Exercise task 1:
Answer these questions from the follow-up post on the proposed new competition tool, not from the data.
(a) In which sectors named in the disclaimer has the CMA conducted market investigations?
(b) Which directive was adopted on a combined legal basis that included an internal market basis?
(c) Which Treaty article did the Commission resort to when the Merger Regulation was adopted?
Exercise task 2: Pick up the follow-up post on the proposed new competition tool after its last sentence and continue writing it, leaving the data aside.

The Proposed New Competition Tool: A Follow-Up
I recently published these 10 questions on the proposed new competition tool (“NCT”). That post spurred some debate, and very mixed views, here and elsewhere. The comments we received were thoughtful, and we thought they merited a follow-up.
[Disclaimer: As a practicing lawyer, I work for many companies that could be potentially affected (for better or for worse) by an eventual NCT. These include a considerable number of companies active in the sectors where the CMA has conducted market investigations, including retail banking, energy, airports and cement. I also work for companies active in digital, telecom, sports, financial services, retail, food, payments and many others where network effects are at play. The identity of many of them can be consulted in the curia website here]
Legal basis. This was one of the main points in my post, but it has only triggered reactions in private. In the competition field (and in national competition regimes) we are not used to these debates, but they are the one crucial legal issue when it comes to EU legislative initiatives. There seems to be a consensus that Art. 103 TFEU cannot be a legal basis for conduct falling outside Arts. 101 and 102 TFEU. This is apparently why the Commission contemplates relying also on an internal market legal basis. This is what was done re the Damages Directive, and it made perfect sense there (the idea was to harmonize competition law across the EU to ensure the uniformity and effectiveness of the rules). This same combined legal basis could arguably be sufficient if the proposal were justified only as an “internal market tool”, but I’m not sure it does the trick for a “competition” tool that goes beyond Arts. 101 and 102 (where is the centre of gravity?). In my view, if we really want to enlarge the toolkit to cover “monopolization”, that would arguably need an amendment to the Treaty. Admittedly, the Commission could follow the indications of Protocol 27 to the Treaty and resort to Art. 352 TFEU, as it did at the time of adoption of the Merger Regulation.

Data:
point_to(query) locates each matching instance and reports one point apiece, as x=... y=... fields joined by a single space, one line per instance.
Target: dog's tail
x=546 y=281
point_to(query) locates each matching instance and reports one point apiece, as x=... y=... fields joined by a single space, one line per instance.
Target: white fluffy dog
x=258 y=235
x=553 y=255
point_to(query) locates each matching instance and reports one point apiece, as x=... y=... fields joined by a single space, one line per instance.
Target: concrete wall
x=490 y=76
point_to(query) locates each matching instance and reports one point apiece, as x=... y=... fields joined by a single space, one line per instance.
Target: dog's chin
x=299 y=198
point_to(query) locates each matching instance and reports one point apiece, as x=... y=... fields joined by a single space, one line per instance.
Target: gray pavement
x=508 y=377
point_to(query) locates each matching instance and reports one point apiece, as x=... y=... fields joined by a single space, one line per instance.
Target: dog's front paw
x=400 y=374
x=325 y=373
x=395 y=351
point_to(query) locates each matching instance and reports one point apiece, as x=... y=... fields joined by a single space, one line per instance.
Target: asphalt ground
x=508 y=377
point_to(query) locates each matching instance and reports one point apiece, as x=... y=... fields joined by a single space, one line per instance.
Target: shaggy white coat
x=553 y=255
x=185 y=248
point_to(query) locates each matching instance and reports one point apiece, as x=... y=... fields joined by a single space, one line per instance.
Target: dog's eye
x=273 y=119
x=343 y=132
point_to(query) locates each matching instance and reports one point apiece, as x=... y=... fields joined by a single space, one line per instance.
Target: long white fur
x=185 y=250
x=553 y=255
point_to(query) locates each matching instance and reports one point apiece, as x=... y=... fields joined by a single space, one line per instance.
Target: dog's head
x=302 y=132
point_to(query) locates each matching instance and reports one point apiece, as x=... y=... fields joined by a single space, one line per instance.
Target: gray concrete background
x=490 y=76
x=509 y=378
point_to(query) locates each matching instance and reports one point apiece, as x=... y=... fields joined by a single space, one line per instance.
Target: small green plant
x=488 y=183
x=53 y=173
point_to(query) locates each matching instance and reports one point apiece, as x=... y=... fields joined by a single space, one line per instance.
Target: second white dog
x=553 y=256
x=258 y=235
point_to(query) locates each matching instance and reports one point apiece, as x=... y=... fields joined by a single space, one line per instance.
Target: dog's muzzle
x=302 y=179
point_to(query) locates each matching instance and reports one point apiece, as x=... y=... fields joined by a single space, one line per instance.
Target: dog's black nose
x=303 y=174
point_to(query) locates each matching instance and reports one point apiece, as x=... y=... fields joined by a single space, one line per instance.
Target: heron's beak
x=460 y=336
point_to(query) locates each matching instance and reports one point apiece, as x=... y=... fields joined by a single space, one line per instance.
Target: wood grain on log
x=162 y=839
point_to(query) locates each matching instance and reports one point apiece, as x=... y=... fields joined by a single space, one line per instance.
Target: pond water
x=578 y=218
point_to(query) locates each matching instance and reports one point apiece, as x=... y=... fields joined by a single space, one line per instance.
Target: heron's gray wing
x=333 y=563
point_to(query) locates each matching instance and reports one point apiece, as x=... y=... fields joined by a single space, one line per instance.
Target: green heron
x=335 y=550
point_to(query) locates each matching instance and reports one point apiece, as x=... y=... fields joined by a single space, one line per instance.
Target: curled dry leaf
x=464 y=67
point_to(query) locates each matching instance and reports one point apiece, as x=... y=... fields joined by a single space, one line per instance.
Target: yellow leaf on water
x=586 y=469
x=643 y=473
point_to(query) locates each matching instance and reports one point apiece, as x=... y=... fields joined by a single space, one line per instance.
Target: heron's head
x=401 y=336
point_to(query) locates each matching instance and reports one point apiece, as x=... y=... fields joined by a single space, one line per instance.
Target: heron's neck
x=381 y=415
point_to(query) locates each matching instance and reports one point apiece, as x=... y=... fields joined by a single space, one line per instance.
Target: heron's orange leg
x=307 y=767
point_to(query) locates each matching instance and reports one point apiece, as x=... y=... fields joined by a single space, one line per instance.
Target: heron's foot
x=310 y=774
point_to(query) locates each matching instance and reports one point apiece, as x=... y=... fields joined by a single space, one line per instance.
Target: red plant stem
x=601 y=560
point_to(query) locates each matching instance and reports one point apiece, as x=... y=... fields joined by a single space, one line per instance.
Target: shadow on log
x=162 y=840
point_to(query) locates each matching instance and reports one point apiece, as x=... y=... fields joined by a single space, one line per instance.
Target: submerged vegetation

Task output 1:
(a) Retail banking, energy, airports and cement.
(b) The Damages Directive.
(c) Art. 352 TFEU.

Task output 2:
The object or effect of bypassing Court standards. My previous post expressed a concern that the NCT could have the object or effect of bypassing Court standards. To be sure, I am not saying the Commission is proposing the NCT to avoid established legal standards and its burden of proof (even if this would arguably be in line with the suggestions in the Special Advisers Report). My point is rather that, regardless of intentions, to the extent there might be an overlap between the scope of the NCT and that or Articles 101 and 102, then that will inevitably lead to bypassing those standards. That is my chief concern and, again, it has nothing to do with the Commission’s intentions, which I am sure are primarily concerned with the protection and, on this occasion, creation of competition. As the Commission often emphasizes, in competition law it is not intentions that matter.
Commissioner Vestager assured last week that the NCT “would let us investigate markets, in the same rigorous way that we already look into individual cases – with the same exacting standards of proof, the right for the companies involved to defend themselves, and the need for the decisions that we take to stand up in court”. Those are important and welcome words. I guess the question then is: what is it that would need to be proved?
Need of the tool to prevent market tipping. It has been argued that we need the NCT to anticipate market tipping. We are, however, assured that under an eventual NCT this assessment would of course be thoroughly analyzed and evidence-based. In our view, the case law has developed flexible standards and leaves ample room for prospective examinations (“capable of”, “likely to”, “potential effects”). To be fair, I have not seen examples of agencies having rightly predicted that tipping would occur (and remember prominent economists saying this is impossible), but the Commission successfully predicted where tipping would not occur despite powerful network effects (Microsoft/Skype re video calls on PCs).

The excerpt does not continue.